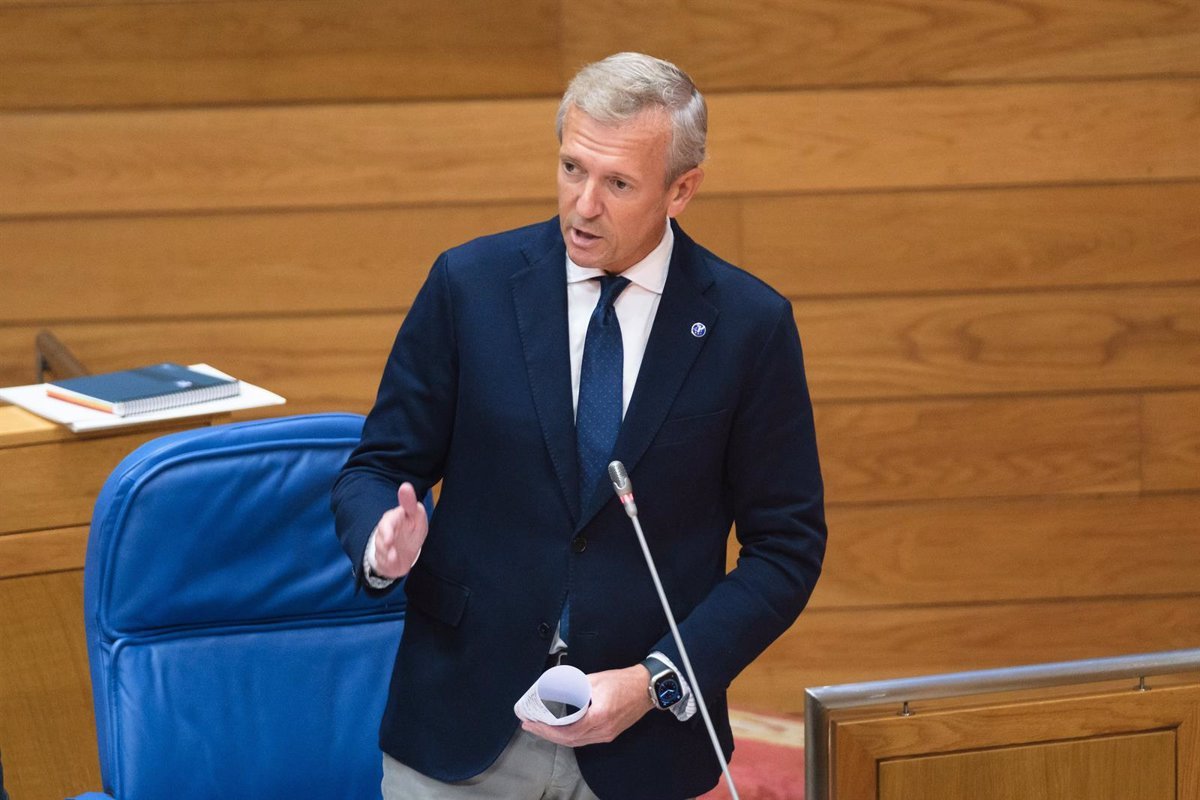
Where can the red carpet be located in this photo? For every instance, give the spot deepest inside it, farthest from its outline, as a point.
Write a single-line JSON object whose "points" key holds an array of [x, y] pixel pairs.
{"points": [[768, 763]]}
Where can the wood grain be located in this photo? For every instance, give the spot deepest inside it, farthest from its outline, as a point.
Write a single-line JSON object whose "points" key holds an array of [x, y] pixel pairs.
{"points": [[1133, 767], [835, 647], [243, 264], [43, 551], [1009, 549], [856, 349], [1020, 342], [59, 163], [809, 43], [1011, 134], [55, 485], [46, 714], [318, 364], [1171, 444], [982, 447], [862, 746], [192, 53], [973, 240]]}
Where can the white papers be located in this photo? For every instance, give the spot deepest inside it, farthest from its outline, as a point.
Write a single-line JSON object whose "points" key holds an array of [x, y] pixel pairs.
{"points": [[558, 687], [79, 419]]}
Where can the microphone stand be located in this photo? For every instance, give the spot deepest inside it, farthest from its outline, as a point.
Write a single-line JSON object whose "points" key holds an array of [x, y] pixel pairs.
{"points": [[624, 489]]}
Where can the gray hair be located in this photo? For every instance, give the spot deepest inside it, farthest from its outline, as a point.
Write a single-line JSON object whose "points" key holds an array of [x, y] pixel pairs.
{"points": [[625, 84]]}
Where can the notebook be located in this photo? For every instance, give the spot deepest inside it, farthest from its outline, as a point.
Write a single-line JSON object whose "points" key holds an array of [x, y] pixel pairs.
{"points": [[143, 390]]}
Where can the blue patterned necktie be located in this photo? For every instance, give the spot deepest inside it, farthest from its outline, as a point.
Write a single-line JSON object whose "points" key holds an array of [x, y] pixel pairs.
{"points": [[598, 411]]}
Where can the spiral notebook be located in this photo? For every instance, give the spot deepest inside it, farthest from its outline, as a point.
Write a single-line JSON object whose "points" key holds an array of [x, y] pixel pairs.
{"points": [[143, 390]]}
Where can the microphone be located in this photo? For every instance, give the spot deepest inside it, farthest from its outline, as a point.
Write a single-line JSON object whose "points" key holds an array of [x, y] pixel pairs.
{"points": [[624, 489]]}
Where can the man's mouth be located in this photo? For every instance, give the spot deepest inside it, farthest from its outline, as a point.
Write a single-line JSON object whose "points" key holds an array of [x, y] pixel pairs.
{"points": [[583, 238]]}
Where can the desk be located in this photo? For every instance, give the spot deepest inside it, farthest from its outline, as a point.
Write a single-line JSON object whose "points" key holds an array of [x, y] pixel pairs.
{"points": [[49, 479]]}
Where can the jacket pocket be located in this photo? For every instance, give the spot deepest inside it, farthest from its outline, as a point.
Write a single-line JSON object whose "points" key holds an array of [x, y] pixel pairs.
{"points": [[439, 597]]}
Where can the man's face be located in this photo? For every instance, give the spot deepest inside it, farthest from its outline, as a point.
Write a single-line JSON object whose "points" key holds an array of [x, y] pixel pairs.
{"points": [[613, 199]]}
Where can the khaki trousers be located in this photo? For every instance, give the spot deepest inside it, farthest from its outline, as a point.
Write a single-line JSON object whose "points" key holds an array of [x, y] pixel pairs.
{"points": [[529, 769]]}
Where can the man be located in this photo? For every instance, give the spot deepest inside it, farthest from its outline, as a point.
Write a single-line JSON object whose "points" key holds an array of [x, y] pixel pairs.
{"points": [[529, 360]]}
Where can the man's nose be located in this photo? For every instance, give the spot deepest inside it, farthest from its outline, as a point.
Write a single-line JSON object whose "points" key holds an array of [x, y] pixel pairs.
{"points": [[588, 203]]}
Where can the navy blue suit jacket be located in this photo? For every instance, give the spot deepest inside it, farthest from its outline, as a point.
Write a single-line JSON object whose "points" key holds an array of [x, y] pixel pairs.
{"points": [[477, 392]]}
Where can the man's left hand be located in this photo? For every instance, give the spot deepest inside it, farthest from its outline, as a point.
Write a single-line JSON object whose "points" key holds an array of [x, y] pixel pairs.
{"points": [[619, 698]]}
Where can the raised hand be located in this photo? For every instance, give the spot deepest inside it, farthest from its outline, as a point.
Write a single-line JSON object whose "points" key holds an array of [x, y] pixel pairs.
{"points": [[400, 534]]}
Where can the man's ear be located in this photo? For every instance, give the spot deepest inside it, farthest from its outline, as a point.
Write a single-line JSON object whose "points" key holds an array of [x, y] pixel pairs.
{"points": [[682, 190]]}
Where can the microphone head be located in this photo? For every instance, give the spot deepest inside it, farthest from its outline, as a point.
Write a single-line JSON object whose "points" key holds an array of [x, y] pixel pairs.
{"points": [[619, 477]]}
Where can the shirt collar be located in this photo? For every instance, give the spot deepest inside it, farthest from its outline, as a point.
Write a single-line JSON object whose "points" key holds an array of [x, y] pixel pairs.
{"points": [[651, 272]]}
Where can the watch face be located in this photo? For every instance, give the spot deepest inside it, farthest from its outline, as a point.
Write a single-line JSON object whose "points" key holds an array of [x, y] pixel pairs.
{"points": [[667, 691]]}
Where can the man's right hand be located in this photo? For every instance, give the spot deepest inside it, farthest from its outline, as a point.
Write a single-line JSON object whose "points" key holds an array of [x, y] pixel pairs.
{"points": [[400, 535]]}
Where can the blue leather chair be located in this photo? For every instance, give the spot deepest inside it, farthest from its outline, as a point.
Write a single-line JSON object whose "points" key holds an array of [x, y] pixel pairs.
{"points": [[231, 654]]}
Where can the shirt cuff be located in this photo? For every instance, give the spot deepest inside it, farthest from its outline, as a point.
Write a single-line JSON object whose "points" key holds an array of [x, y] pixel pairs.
{"points": [[371, 572], [685, 708]]}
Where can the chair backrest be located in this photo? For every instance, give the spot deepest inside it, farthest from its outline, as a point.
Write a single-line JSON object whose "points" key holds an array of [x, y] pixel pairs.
{"points": [[231, 654]]}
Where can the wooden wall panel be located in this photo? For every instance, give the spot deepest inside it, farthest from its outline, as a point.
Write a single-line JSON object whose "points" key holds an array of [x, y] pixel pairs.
{"points": [[43, 551], [975, 240], [107, 53], [276, 157], [47, 726], [828, 647], [1173, 441], [504, 151], [183, 53], [809, 43], [51, 486], [1006, 549], [979, 447], [1133, 767], [1001, 343], [240, 264], [1009, 134]]}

══════════

▶ Problem to solve
Each record has to be set down verbatim, and the pictures must not appear in the copy.

▶ Problem solution
Where can the red carpet be located in this photo? For every instance, give the spot deepest inside it, farthest from its outline, as a point.
Write a single-line JSON object whose "points" key holds an array of [x, y] pixel pairs.
{"points": [[768, 763]]}
Where can the wood grain be located in this photo? For every instance, give the spot deepest inside it, farthest from its outline, as a point.
Write a single-line JSON object whose "points" key holds an array of [x, y] pixel pairs.
{"points": [[1133, 767], [835, 647], [243, 264], [43, 551], [1009, 549], [856, 349], [1020, 342], [59, 163], [809, 43], [1011, 134], [55, 485], [46, 714], [318, 364], [1171, 444], [982, 447], [862, 746], [192, 53], [973, 240]]}
Where can the white papers be located in this photo? For every instance, give the spot deepest inside it, farthest from its outline, as a point.
Write a single-line JSON object whose "points" key holds an array of [x, y] pixel pairs.
{"points": [[558, 687], [79, 419]]}
Where can the microphone stand be located in this photo? For every instance, give the spot deepest inside it, farthest from its outline, as a point.
Write a single-line JSON object whose "points" key holds an array of [x, y] pixel pairs.
{"points": [[624, 489]]}
Where can the gray hair be located in this photo? For every instance, give the spot deepest inside it, farthest from its outline, as a point.
Write a single-line JSON object whose "points" key holds an array of [x, y] pixel pairs.
{"points": [[625, 84]]}
Where can the notebook be located in this photo? For every instance, give the spot deepest inside it, farthest from its outline, as a point.
Write a single-line JSON object whose "points" key holds an array of [x, y] pixel pairs.
{"points": [[143, 390]]}
Where can the blue patterned necktie be located in this photo? For every instance, give the spot deepest inside it, farthest from its outline, as a point.
Write a single-line JSON object whose "points" key holds an array of [x, y] pixel pairs.
{"points": [[598, 411]]}
Where can the spiral notebook be located in this photo? For every instance, give the spot deepest inside it, farthest from its outline, as a point.
Write a single-line JSON object whose "points" key holds an array of [x, y] pixel pairs.
{"points": [[143, 390]]}
Where can the microphone be located in this photo? For every instance, give the spot deepest inside it, farthest from its outline, as a point.
Write a single-line JSON object whose "points" key holds an array of [x, y] pixel pairs.
{"points": [[624, 489]]}
Where can the man's mouth be located in this photo? For every instance, give the spot deepest inside it, farthest from its outline, as a point.
Write a single-line JSON object whose "points" key holds an array of [x, y] pixel pairs.
{"points": [[583, 238]]}
Where can the desk be located in this photo? For every instance, give the spot deepest inside it, farthest from its outline, as a point.
Write a single-line JSON object whose "points" key holds an array of [x, y] pixel pairs.
{"points": [[49, 479]]}
Where can the jacket pocket be located in this photo? For every instance, give the spot deepest inside it, farthest from its outline, as a point.
Write a single-line JSON object whose "points" key holds an array of [x, y] pixel pairs.
{"points": [[439, 597]]}
Where can the man's face be located in this photo? For every instance, give the spot deepest inside it, farthest from its outline, as a point.
Write a single-line JSON object whose "points" key holds an array of [x, y] pixel pairs.
{"points": [[613, 199]]}
Where can the khaki trousers be located in this photo? For every instance, give the spot deepest inside it, farthest from its outline, as a point.
Write a single-line JSON object whose "points" key holds an array of [x, y] pixel pairs.
{"points": [[529, 769]]}
Where can the man be located in this photo? For every instance, give the spot deepest inside it, farthest from its outline, as a point.
Write a single-line JSON object whose "points" key holds an array of [x, y] pixel pairs.
{"points": [[529, 360]]}
Where can the man's nose be located in this photo? For every instance, give the spot deepest inside it, farthest from its outline, as a point.
Write a single-line JSON object whose "points" key holds an array of [x, y] pixel pairs.
{"points": [[588, 203]]}
Where can the navy blue suit jacket be located in this photo? For every instance, give the spot deepest inside it, farthest from its outline, as a point.
Write a single-line JSON object whose "points" key holds an array of [x, y] pixel pairs.
{"points": [[477, 392]]}
Where can the man's left hand be located in this photo? For every instance, give the spot deepest inside it, farthest from its outline, as a point.
Write a single-line JSON object whose "points" key holds an array of [x, y] pixel pairs.
{"points": [[619, 698]]}
Where can the raised hand be located in this photo? For every instance, give the spot deepest inside it, farthest from its outline, as a point.
Write a single-line JSON object whose "points" key holds an array of [x, y] pixel pairs.
{"points": [[400, 534]]}
Where can the man's ear be located in this photo? For every instance, give the spot deepest inside it, farthest from its outline, as a point.
Write a single-line JSON object whose "points" key holds an array of [x, y] pixel pairs.
{"points": [[682, 190]]}
Where can the microphone head be located in this photo? For every instance, give the spot deepest inside it, farthest from its outline, as a point.
Write a single-line JSON object whose "points" key holds an array of [x, y] pixel pairs.
{"points": [[619, 477]]}
Where can the shirt collar be located in this photo? For every instance, give the spot deepest inside it, farthest from its outline, as a point.
Write a single-line JSON object whose "points" key holds an array of [x, y] pixel pairs.
{"points": [[651, 272]]}
Where can the watch face be located in this photo? For every instance, give the spot deepest inside it, farthest from its outline, as a point.
Write a single-line JSON object whose "points" key holds an array of [x, y] pixel pairs.
{"points": [[667, 691]]}
Where can the man's right hand be located in this photo? For every instance, give the spot deepest inside it, farthest from its outline, as a point.
Write a single-line JSON object whose "points" key holds an array of [x, y] pixel pairs.
{"points": [[400, 535]]}
Where can the blue leather chair be located in this photo? For every instance, give the spot deepest inside it, farthest from its outline, as a point.
Write a single-line JSON object whose "points" key holds an array of [x, y] pixel pairs.
{"points": [[231, 654]]}
Where can the shirt cuff be located in this photo? For every instance, give the spot deepest inside it, farthest from its outline, as a point.
Write a single-line JSON object whose "points" key holds an array of [x, y] pixel pairs.
{"points": [[371, 572], [685, 708]]}
Where can the chair backrest be located in this photo? For every instance, give the spot deepest inside it, farthest from its outline, as a point.
Write a single-line JSON object whose "points" key holds an array of [x, y] pixel pairs.
{"points": [[231, 654]]}
Where can the wooden wall panel be located in this photo? For every instance, give the spot deepest inside it, farthest from its outline, as a point.
Write a single-line JSON object whose "points" key holds an array of [x, y] pixel pairs.
{"points": [[43, 551], [975, 240], [107, 53], [276, 157], [47, 726], [828, 647], [1173, 441], [504, 151], [183, 53], [809, 43], [51, 486], [1006, 549], [979, 447], [1133, 767], [1001, 343], [240, 264], [1009, 134]]}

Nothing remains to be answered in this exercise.